Polnische und deutsche Journalisten haben untersucht, ob polnisch-deutsche Stereotypen noch immer funktionieren. Ist jeder Pole ein Autodieb, und war der Großvater eines jeden Deutschen bei der Wehrmacht? Diese Fragen haben sich polnische und deutsche Journalisten gestellt, die an dem Workshop „Das Bild Deutschlands und Polens in der EU“ im Rahmen der Deutsch-Polnischen Medientage in Potsdam teilgenommen haben. Die Diskussionsrunde wurde von Piotr Jendroszczyk (Rzeczpospolita) und Jan Puhl (Der Spiegel) geleitet.
Als einstiger Korrespondent in Berlin ist es Piotr Jendroszczyk aufgefallen, dass seit 2004 das Interesse an Polen unter den Deutschen gestiegen ist. Den Wendepunkt brachte der EU-Beitritt Polens. Dennoch funktioniert in den Medien weiterhin der Stereotyp Polens als zurückgebliebenes Land, durch das sprichwörtliche weiße Bären laufen, und der negative Begriff „polnische Wirtschaft“ weiterhin aktuell sei. Aus Statistiken geht hervor, dass lediglich 25 Prozent der Deutschen Polen sympathisch finden, und dass zu den häufigsten Assoziationen des polnischen Volkes Diebstahl und Verbrechen gehören. „Es ist nicht so rosig, wie es scheint. Die historischen Themen wurden abgeschlossen, aber die gesellschaftlichen Fragen bedürfen wegen der unterschiedlichen Mentalität beider Völker sehr viel Arbeit“, fasste Jendroszczyk zusammen.

* **Datensätze**
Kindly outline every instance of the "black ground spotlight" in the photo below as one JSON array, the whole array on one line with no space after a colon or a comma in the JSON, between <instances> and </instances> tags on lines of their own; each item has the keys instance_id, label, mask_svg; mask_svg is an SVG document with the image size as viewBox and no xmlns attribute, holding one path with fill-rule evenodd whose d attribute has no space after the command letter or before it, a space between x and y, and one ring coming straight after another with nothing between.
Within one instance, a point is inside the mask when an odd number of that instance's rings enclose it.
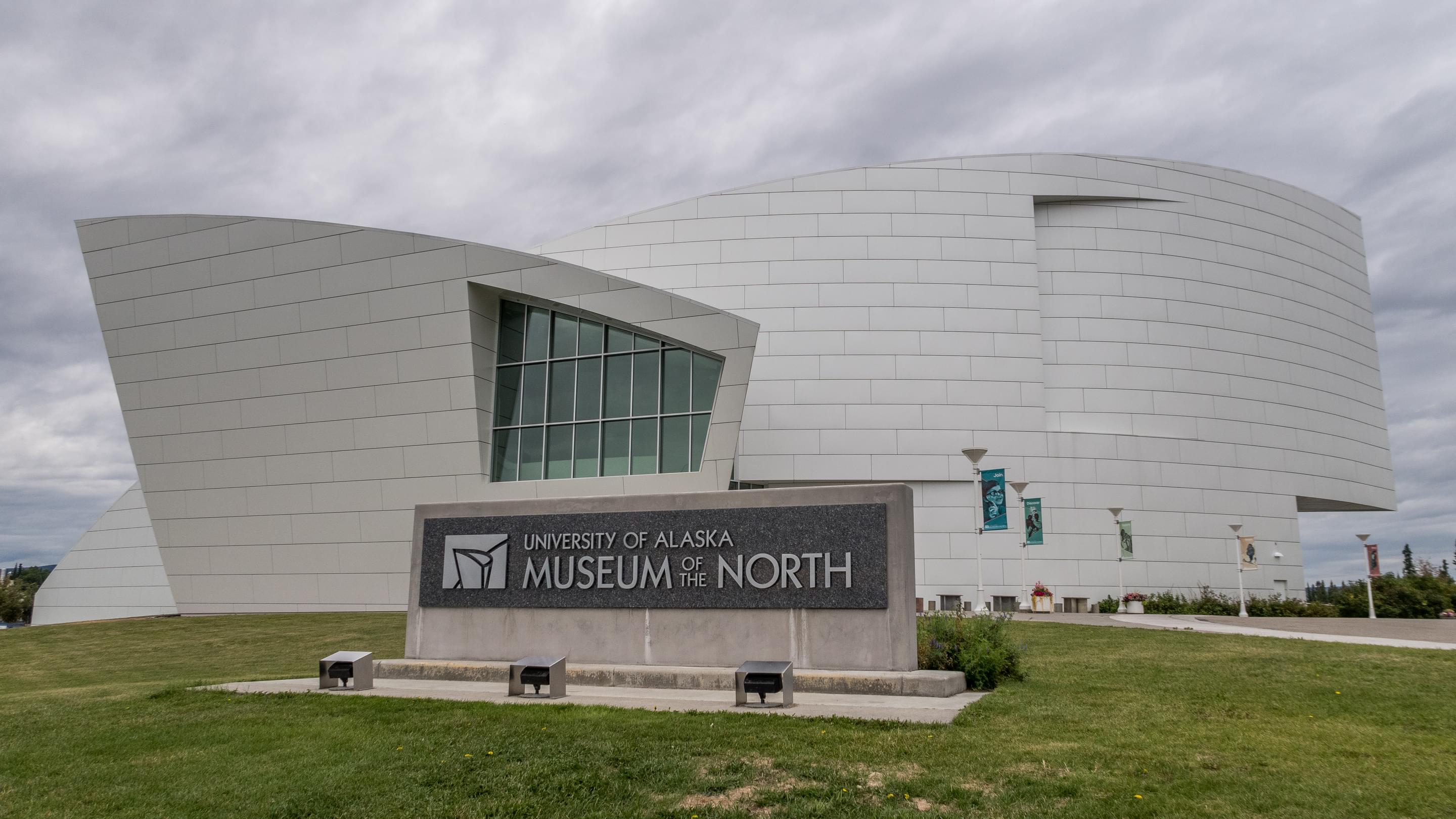
<instances>
[{"instance_id":1,"label":"black ground spotlight","mask_svg":"<svg viewBox=\"0 0 1456 819\"><path fill-rule=\"evenodd\" d=\"M533 688L526 694L526 686ZM546 694L542 694L542 686ZM507 697L533 700L556 700L566 695L566 657L521 657L511 663L511 681L505 686Z\"/></svg>"},{"instance_id":2,"label":"black ground spotlight","mask_svg":"<svg viewBox=\"0 0 1456 819\"><path fill-rule=\"evenodd\" d=\"M769 702L769 694L779 694L779 702ZM757 702L748 695L757 694ZM748 708L794 707L794 663L783 660L748 660L734 673L734 704Z\"/></svg>"},{"instance_id":3,"label":"black ground spotlight","mask_svg":"<svg viewBox=\"0 0 1456 819\"><path fill-rule=\"evenodd\" d=\"M349 681L354 685L349 685ZM374 688L374 654L371 651L335 651L319 660L319 688L338 691L368 691Z\"/></svg>"}]
</instances>

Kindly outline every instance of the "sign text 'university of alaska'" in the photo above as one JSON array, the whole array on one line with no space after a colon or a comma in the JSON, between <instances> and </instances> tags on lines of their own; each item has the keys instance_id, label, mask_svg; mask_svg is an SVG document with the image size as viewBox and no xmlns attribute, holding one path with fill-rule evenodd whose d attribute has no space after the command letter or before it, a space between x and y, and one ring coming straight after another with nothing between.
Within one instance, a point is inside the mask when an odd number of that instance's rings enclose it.
<instances>
[{"instance_id":1,"label":"sign text 'university of alaska'","mask_svg":"<svg viewBox=\"0 0 1456 819\"><path fill-rule=\"evenodd\" d=\"M884 504L424 522L422 606L884 608Z\"/></svg>"}]
</instances>

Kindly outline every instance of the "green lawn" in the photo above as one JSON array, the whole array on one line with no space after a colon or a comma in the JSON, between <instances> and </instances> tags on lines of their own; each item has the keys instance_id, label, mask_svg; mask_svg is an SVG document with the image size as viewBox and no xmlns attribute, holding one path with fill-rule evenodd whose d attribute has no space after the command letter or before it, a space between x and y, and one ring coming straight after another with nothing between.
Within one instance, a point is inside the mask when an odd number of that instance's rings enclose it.
<instances>
[{"instance_id":1,"label":"green lawn","mask_svg":"<svg viewBox=\"0 0 1456 819\"><path fill-rule=\"evenodd\" d=\"M307 676L342 647L399 656L403 624L0 631L0 816L1324 819L1456 803L1449 651L1015 624L1028 679L951 726L185 691Z\"/></svg>"}]
</instances>

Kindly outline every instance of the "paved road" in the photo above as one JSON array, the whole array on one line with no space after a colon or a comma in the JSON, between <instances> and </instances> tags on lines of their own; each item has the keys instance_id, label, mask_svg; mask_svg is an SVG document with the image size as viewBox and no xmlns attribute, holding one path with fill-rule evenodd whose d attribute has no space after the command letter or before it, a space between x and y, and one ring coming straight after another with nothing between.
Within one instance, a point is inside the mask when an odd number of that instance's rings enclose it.
<instances>
[{"instance_id":1,"label":"paved road","mask_svg":"<svg viewBox=\"0 0 1456 819\"><path fill-rule=\"evenodd\" d=\"M1176 628L1214 634L1248 634L1257 637L1316 640L1322 643L1396 646L1402 648L1456 648L1456 621L1449 619L1079 614L1018 614L1015 618L1077 625Z\"/></svg>"},{"instance_id":2,"label":"paved road","mask_svg":"<svg viewBox=\"0 0 1456 819\"><path fill-rule=\"evenodd\" d=\"M1399 637L1374 637L1374 635L1360 635L1360 634L1329 634L1313 630L1294 631L1289 628L1289 622L1271 622L1271 621L1291 621L1303 622L1305 618L1258 618L1262 628L1254 628L1248 621L1255 618L1217 618L1217 619L1233 619L1239 625L1229 625L1223 622L1210 622L1213 618L1195 616L1195 615L1111 615L1109 619L1136 624L1136 625L1158 625L1163 628L1178 628L1178 630L1192 630L1192 631L1208 631L1214 634L1248 634L1252 637L1283 637L1287 640L1315 640L1319 643L1358 643L1361 646L1390 646L1396 648L1449 648L1456 650L1456 641L1453 643L1436 643L1431 640L1405 640ZM1402 624L1420 622L1420 621L1399 621ZM1275 630L1274 625L1278 625ZM1392 630L1393 631L1393 630Z\"/></svg>"}]
</instances>

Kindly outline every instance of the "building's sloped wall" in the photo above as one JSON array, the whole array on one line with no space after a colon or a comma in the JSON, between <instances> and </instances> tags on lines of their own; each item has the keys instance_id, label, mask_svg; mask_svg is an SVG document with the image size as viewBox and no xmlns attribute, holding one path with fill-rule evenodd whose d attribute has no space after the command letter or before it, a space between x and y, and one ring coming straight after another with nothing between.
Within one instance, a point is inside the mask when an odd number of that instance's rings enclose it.
<instances>
[{"instance_id":1,"label":"building's sloped wall","mask_svg":"<svg viewBox=\"0 0 1456 819\"><path fill-rule=\"evenodd\" d=\"M35 625L178 614L141 487L132 484L35 593Z\"/></svg>"},{"instance_id":2,"label":"building's sloped wall","mask_svg":"<svg viewBox=\"0 0 1456 819\"><path fill-rule=\"evenodd\" d=\"M1018 154L856 168L697 197L539 252L763 325L745 481L916 482L923 595L976 584L961 447L1035 481L1028 581L1303 586L1299 509L1392 509L1360 222L1297 188L1155 159ZM989 595L1019 536L981 538ZM1283 557L1273 560L1273 552Z\"/></svg>"},{"instance_id":3,"label":"building's sloped wall","mask_svg":"<svg viewBox=\"0 0 1456 819\"><path fill-rule=\"evenodd\" d=\"M416 503L727 488L757 328L552 259L307 222L79 224L182 614L402 611ZM491 484L502 293L722 356L703 469Z\"/></svg>"}]
</instances>

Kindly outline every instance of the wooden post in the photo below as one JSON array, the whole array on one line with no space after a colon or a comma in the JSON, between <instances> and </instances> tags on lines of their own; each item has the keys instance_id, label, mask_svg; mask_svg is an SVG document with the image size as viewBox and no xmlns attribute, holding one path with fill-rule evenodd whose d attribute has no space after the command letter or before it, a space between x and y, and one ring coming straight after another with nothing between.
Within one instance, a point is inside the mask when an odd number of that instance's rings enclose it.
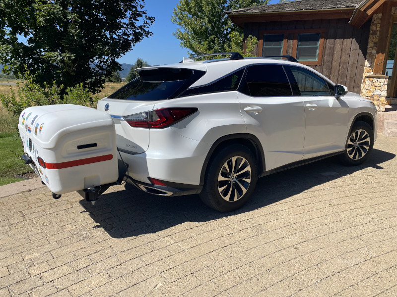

* **Zu erledigende Aufgaben**
a) Übersetzen Sie den Satz „Den Wendepunkt brachte der EU-Beitritt Polens.“ aus dem Textauszug über polnisch-deutsche Stereotypen ins Englische.
b) Führen Sie den Textauszug über polnisch-deutsche Stereotypen im Anschluss an seinen letzten Satz weiter.
Die Zeilen stammen aus einer anderen Quelle als der Textauszug.

* **Ergebnisse je Aufgabe**
a) The turning point came with Poland's accession to the EU.

b)
Der zweite Moderator charakterisierte das Image der Deutschen in den polnischen Medien, indem er verschiedene Titelseiten des Wochenmagazins Wprost vorstellte. Auf diese Weise wollte er die positiven Veränderungen zeigen, die in der polnischen Gesellschaft vor sich gegangen sind. Auf einem Cover, das mehrere Jahre alt ist, war Aleksander Kwaśniewski als Pudel von Angela Merkel zu sehen. Auf einem der letzten Cover hingegen ist Angela Merkel Mensch des Jahres 2013. Jan Puhl wies auch darauf hin, dass einst die Polen im deutschen Bewusstsein ausschließlich als Bauarbeiter und Putzfrauen funktioniert haben – heute aber können sie auch Unternehmer sein.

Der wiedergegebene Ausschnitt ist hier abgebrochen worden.